Bloomberg Businessweek says “a
botnet is a collection of tens or even hundreds of thousands of computers that
have been commandeered without their owners’ knowledge.” An exploit “is a program that takes
advantage of vulnerabilities… to break in and insert a worm… The most valuable
exploits are those that are unknown to everyone else until the first time
they’re put to use. These are called
zero-day exploits.” Rootkits are
“military-grade hacking systems used to bore into other countries’ networks.”[6]
Much attention has already been turned
to cyber security, as can be seen from the materials that can be found by a
simple search for “cyber security” or “cyber warfare” on Google. Microsoft, for one, is extremely active in
the area. The Council of Foreign
Relations has long given it a priority, with papers and conferences. Nevertheless, it would seem that the responses
are still primitive compared to the scope and intricacy of the problem. A Microsoft site says that “each and every
day, cyber-attacks against U.S. government computer networks number in the
millions. Pentagon systems alone are
probed 250,000 times per hour….” The
U.S. government, along with most if not all other governments, is alive to the
challenge, as we see from Defense Secretary Leon Panetta’s statement that “We
could face a cyber-attack that could be the equivalent of Pearl Harbor.” Indeed, he is aware it could go far beyond
that attack; he says it could “take down our financial systems in this country,
take down our governmental systems, take down our banking systems. They could virtually paralyze this country.”[7] The U.S. Cyber Command was established in
2009, following up on initiatives begun under the preceding
administration. Nor is the United States
alone. China has long been active, with
a Washington Post report in August
2011 saying that “for more than a decade, experts say, China has had a
cyber-warfare capability… [W]hen major cyber-attacks have happened – against
Google, Lockheed Martin, the Dalai Lama, the office of the German chancellor –
U.S. analysts and some international authorities have blamed China.”[8]
(3)
────────────────
Decide whether each statement agrees with the cyber security passage, answering yes or no and quoting the words of the passage that settle it: (a) The U.S. Cyber Command was established in 2009. (b) Pentagon systems are probed 250,000 times per day. (c) Zero-day exploits are known to everyone before they are first used. The items that come next are separate material and have no connection to the cyber security passage.

Records from a collection
────────────────
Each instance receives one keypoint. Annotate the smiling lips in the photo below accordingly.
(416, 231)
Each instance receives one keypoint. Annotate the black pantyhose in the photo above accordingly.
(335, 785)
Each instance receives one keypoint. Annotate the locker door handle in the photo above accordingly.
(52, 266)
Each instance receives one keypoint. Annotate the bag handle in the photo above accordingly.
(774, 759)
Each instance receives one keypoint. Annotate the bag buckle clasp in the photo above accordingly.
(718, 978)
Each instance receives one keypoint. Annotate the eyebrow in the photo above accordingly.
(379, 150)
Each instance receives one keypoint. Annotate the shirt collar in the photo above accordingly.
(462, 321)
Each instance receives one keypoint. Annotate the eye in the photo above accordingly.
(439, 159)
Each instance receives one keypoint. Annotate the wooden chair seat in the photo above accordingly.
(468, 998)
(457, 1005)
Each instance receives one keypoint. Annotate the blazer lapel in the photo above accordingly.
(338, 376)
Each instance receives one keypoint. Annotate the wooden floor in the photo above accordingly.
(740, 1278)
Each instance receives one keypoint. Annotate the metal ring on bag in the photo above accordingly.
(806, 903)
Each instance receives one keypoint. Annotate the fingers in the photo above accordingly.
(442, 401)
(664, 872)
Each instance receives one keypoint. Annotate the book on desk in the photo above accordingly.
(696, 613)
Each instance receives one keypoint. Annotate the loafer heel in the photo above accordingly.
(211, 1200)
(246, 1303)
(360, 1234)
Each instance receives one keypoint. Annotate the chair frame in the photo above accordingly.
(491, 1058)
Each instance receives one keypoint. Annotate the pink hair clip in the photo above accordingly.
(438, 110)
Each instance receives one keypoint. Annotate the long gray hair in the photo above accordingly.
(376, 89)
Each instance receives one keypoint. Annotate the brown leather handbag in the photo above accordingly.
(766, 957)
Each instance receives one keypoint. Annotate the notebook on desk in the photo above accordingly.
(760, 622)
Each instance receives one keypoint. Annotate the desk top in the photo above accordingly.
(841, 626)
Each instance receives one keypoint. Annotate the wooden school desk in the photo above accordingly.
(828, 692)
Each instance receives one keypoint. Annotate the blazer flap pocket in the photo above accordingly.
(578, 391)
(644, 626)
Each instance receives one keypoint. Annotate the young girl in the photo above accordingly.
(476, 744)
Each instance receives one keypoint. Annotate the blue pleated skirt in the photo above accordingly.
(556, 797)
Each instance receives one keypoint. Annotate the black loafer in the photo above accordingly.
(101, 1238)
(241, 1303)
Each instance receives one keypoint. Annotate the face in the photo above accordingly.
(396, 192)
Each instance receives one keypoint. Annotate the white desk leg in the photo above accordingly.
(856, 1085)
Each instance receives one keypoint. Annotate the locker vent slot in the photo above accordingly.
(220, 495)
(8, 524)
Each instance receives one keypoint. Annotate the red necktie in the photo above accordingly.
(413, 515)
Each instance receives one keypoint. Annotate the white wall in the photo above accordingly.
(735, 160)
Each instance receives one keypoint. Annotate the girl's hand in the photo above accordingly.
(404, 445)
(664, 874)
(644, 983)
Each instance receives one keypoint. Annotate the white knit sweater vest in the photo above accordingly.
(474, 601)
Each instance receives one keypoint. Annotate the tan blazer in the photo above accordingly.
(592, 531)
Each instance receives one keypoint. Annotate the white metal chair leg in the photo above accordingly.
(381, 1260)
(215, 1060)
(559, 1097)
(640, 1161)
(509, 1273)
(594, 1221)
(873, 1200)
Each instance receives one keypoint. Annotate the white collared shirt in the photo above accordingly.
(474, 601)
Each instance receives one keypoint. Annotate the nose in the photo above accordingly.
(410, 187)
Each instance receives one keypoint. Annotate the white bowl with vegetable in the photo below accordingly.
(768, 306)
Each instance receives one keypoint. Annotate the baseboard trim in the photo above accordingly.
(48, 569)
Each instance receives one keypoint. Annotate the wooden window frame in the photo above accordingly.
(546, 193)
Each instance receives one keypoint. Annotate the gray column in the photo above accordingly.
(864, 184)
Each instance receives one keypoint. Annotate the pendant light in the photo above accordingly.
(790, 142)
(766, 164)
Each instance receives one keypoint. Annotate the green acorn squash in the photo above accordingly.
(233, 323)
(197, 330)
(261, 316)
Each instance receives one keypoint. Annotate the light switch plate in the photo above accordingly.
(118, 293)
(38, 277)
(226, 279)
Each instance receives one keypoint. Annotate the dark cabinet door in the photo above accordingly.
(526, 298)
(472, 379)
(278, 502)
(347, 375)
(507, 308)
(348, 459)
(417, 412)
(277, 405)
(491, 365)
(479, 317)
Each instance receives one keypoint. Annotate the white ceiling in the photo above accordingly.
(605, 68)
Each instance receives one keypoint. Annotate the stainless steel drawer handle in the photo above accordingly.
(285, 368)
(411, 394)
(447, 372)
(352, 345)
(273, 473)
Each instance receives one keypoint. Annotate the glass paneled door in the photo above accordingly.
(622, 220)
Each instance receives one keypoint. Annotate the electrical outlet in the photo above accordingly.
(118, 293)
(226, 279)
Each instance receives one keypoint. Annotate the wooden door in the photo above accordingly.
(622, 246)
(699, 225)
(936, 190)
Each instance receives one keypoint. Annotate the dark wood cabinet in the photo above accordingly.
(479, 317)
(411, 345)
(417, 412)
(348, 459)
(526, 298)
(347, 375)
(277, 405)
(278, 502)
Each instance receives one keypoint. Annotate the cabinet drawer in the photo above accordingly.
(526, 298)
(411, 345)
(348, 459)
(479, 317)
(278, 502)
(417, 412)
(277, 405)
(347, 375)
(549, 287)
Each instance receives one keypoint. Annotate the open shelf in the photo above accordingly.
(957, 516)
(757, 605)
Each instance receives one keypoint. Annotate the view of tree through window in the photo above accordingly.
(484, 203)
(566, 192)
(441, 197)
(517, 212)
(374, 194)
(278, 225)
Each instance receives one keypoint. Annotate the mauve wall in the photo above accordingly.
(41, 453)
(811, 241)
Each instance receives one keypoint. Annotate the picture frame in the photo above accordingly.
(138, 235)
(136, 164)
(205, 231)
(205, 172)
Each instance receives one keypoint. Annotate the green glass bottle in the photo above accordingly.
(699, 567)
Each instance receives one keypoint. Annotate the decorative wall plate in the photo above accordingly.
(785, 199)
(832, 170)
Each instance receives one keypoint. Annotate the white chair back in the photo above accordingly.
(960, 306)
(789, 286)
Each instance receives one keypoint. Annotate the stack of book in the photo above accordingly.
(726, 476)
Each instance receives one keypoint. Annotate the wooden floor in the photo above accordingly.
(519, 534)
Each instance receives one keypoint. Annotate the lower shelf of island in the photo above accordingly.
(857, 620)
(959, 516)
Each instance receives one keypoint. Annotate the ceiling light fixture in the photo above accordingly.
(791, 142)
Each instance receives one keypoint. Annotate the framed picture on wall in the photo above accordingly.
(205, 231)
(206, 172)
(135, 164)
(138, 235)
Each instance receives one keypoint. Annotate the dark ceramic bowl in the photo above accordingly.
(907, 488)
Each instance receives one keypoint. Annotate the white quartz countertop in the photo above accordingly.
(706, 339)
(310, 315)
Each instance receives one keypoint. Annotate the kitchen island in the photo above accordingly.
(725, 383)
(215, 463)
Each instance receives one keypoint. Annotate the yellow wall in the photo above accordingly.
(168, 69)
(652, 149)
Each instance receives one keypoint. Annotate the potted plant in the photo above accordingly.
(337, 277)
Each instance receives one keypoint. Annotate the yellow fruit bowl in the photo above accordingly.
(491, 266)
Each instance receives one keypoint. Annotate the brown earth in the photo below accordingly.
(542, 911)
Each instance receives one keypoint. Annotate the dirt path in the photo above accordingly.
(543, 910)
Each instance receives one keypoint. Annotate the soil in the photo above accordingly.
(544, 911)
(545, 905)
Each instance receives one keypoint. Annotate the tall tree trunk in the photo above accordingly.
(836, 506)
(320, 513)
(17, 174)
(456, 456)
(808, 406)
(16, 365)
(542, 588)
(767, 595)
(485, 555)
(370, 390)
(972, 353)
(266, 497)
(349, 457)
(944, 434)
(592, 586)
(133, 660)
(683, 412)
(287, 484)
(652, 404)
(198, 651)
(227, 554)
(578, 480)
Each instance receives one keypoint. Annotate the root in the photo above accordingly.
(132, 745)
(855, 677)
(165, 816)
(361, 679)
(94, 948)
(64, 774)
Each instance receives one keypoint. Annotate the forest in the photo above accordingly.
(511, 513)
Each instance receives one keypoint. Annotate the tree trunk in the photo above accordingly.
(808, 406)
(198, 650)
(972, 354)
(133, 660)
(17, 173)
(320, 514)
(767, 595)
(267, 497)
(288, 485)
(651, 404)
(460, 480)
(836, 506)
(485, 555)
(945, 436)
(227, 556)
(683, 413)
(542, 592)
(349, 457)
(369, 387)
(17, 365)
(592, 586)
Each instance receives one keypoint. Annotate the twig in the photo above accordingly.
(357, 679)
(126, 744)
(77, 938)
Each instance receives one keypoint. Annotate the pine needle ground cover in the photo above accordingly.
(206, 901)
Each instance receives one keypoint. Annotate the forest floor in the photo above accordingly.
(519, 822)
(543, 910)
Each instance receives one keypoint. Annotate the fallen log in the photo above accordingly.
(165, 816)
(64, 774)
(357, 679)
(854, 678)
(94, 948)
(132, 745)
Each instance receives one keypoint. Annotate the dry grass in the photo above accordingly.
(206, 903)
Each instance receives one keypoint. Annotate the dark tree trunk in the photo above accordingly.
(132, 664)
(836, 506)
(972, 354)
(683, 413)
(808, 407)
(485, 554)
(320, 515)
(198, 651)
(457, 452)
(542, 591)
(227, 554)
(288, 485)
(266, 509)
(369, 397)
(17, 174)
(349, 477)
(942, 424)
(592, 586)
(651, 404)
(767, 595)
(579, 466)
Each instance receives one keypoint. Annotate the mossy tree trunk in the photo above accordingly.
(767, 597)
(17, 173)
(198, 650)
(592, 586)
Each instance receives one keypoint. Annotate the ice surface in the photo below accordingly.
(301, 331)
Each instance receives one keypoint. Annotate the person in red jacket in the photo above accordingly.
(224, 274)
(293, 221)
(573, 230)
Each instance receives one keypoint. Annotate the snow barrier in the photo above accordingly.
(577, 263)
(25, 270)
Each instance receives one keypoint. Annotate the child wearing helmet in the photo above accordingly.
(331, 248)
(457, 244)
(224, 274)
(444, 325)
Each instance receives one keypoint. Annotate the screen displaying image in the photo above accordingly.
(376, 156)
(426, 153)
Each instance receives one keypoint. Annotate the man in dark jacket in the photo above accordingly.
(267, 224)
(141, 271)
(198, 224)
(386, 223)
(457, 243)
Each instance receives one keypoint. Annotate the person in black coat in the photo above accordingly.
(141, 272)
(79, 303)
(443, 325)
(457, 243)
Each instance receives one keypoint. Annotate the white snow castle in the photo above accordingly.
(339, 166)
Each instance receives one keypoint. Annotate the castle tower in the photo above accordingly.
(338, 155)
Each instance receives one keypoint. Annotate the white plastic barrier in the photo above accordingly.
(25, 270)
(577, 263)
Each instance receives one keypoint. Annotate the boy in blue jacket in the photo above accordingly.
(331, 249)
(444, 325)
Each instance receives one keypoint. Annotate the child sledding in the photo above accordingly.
────────────────
TASK SOLUTION:
(a) Yes: "The U.S. Cyber Command was established in 2009"
(b) No: "Pentagon systems alone are probed 250,000 times per hour"
(c) No: "unknown to everyone else until the first time they’re put to use"